WORK REQUIRED
Reproduce the material below word for word, keeping every line in its original order and form.

EXERCISE MATERIAL
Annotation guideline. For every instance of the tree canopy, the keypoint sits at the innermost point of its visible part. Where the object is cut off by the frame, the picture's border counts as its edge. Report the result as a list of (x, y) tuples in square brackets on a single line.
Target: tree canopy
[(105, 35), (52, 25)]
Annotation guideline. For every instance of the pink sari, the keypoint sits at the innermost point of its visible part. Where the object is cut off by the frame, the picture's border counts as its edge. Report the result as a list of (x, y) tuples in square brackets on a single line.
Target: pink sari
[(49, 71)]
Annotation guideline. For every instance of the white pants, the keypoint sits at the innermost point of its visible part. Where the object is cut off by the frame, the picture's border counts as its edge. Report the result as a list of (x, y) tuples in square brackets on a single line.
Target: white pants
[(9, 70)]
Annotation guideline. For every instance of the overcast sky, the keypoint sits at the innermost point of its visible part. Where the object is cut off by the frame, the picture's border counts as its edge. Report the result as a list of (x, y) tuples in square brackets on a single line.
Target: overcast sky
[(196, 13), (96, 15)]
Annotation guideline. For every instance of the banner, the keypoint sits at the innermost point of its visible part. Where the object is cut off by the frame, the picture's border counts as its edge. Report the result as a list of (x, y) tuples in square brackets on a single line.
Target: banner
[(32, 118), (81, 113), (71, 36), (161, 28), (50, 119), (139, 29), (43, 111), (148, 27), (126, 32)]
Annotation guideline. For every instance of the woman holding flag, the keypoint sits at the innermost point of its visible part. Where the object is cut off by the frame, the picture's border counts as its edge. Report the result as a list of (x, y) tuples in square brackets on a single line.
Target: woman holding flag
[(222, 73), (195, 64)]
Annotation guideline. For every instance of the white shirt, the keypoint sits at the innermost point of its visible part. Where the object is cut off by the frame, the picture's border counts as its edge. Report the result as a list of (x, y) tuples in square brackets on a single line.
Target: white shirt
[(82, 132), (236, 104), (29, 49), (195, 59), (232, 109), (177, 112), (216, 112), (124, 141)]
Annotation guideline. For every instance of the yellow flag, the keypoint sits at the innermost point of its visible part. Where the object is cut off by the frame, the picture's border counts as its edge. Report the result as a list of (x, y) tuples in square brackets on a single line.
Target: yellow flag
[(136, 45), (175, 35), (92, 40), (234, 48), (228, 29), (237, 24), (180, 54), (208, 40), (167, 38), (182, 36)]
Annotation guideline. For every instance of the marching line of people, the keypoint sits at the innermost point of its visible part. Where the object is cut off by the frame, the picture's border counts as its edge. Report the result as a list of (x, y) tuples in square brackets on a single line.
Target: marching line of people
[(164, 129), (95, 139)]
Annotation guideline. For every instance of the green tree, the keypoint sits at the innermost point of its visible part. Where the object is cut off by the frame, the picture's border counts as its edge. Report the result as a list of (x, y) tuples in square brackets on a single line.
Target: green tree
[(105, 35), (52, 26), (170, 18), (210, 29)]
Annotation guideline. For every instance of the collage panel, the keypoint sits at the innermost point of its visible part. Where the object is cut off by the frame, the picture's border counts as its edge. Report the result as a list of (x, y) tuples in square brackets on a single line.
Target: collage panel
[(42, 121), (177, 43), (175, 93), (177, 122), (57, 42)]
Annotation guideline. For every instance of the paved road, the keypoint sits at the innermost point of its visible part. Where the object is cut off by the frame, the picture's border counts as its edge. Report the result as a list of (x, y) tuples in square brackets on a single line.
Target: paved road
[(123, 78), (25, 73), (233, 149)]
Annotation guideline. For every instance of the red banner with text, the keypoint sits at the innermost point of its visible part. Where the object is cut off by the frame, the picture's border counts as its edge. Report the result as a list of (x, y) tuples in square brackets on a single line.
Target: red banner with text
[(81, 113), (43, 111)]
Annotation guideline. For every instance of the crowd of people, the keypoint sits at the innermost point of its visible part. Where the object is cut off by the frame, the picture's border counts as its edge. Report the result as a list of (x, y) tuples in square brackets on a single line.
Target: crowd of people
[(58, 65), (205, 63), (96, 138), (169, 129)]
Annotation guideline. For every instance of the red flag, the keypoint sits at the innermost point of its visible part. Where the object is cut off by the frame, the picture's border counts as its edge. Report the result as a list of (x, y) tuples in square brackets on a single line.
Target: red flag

TASK ANSWER
Annotation guideline. For every instance of the tree canopy, the keypoint sits at the innermost point of its visible part. Where the object is cut off by the frame, the picture's border counts as its edge. Report the result as a list of (x, y) tuples in square brackets on a single line.
Target: tree canopy
[(105, 35), (52, 25)]
Annotation guideline. For every instance of the pink sari, the keypoint sits at the innermost point of its visible part. Where the object is cut off by the frame, the picture's border counts as its edge. Report the result as a list of (x, y) tuples in square brackets on a single line.
Target: pink sari
[(49, 71)]
Annotation guideline. For every instance of the white pants, the keypoint sits at the innermost point of its visible part. Where the object is cut off by the frame, the picture's border counts as its edge. Report the result as a list of (x, y) tuples in square brackets on a single line.
Target: white pants
[(9, 70)]
Annotation guideline. For every instance of the overcast sky, the keypoint sits at the innermost point of its visible part. Where the object is cut off by the frame, the picture's border counts as its edge. Report the result as a list of (x, y) tuples in square brackets on a single line.
Target: overcast sky
[(196, 13), (96, 15)]
Annotation guideline. For every instance of the banner, the keypoint sits at the innermost point of its visible part. Where the object is cut off by the frame, the picture's border counts as its edge. Report the result as a list of (x, y) tuples in square brackets on a single line.
Target: banner
[(32, 118), (81, 113), (71, 36), (161, 28), (50, 119), (139, 29), (43, 111), (148, 27), (126, 32)]
Annotation guideline. For every instance of the woman holding flag, the keypoint sits at the innermost point of its visible part. Where the object is cut off by the frame, the picture's border counts as its edge. Report the result as a list of (x, y) tuples in square brackets on a single line.
Target: woman holding flag
[(222, 73), (195, 64)]
Annotation guideline. For every instance of the white shirt, the keypoint sits at the innermost point of its visible part. Where the object is cut off by the frame, the picture's border counts as its edge. Report the result as a list of (x, y) tuples in square brackets on a single line.
Target: white shirt
[(82, 132), (236, 104), (29, 49), (195, 59), (232, 109), (177, 112), (216, 112), (124, 141)]
Annotation guideline. For every instance of the yellow flag, the keypoint sits at the innermost point of its visible part. Where the object is cut off by the frame, the picture's border counts as its edge. Report the result as a list of (x, y) tuples in square brackets on a single line.
Target: yellow flag
[(136, 45), (175, 35), (92, 40), (234, 48), (228, 29), (237, 24), (180, 54), (208, 40), (167, 38), (182, 36)]
Annotation guideline. For every instance of the marching line of people, the keypoint sits at the innermost point of its visible part. Where the object is cut off by the frame, the picture's border counts as its edge. Report the result as a list of (x, y) tuples in square brackets on a single line.
Target: marching line of people
[(164, 129), (95, 139)]
Annotation guideline. For every instance of the green tree, the keypoint sits at the innermost point of its visible part. Where the object is cut off by the frame, the picture's border counts as its edge. Report the result as a list of (x, y) tuples in square brackets on a single line.
Target: green tree
[(105, 35), (52, 26), (170, 18), (210, 29)]
Annotation guideline. For every instance of the collage panel, the keypoint sits at the innermost point of its visible part. Where the object is cut off by the frame, the picture's border counts as its edge. Report the result as a list of (x, y) tuples in square brackets on a single line.
Target: collage panel
[(42, 121), (177, 43), (175, 93), (177, 122), (57, 42)]
Annotation guideline. For every instance of the paved road, the keypoint sits at the innermost point of its visible part. Where the object is cut off by the frame, the picture's border counts as its edge. Report the result as a list of (x, y) tuples in square brackets on a single line.
Target: paved road
[(123, 78), (25, 73), (233, 149)]
Annotation guideline. For every instance of the red banner with text, the keypoint sits at the innermost point of its visible part. Where the object is cut off by the frame, the picture's border counts as its edge. Report the result as a list of (x, y) tuples in square brackets on a single line.
Target: red banner with text
[(81, 113), (43, 111)]
Annotation guideline. For every instance of the crowd of people, the keypoint sits at the innermost point of its visible part. Where the object is cut off by the frame, the picture's border counts as its edge. Report the result as a list of (x, y) tuples in square brackets on a single line.
Target: crowd of people
[(58, 65), (205, 63), (96, 138), (169, 129)]
Annotation guideline. For every instance of the red flag, the keypoint sits at the innermost point of its visible part. Where the object is cut off by the frame, the picture's border counts as its edge. Report the result as a list of (x, y) tuples in square brackets on a single line.
Target: red flag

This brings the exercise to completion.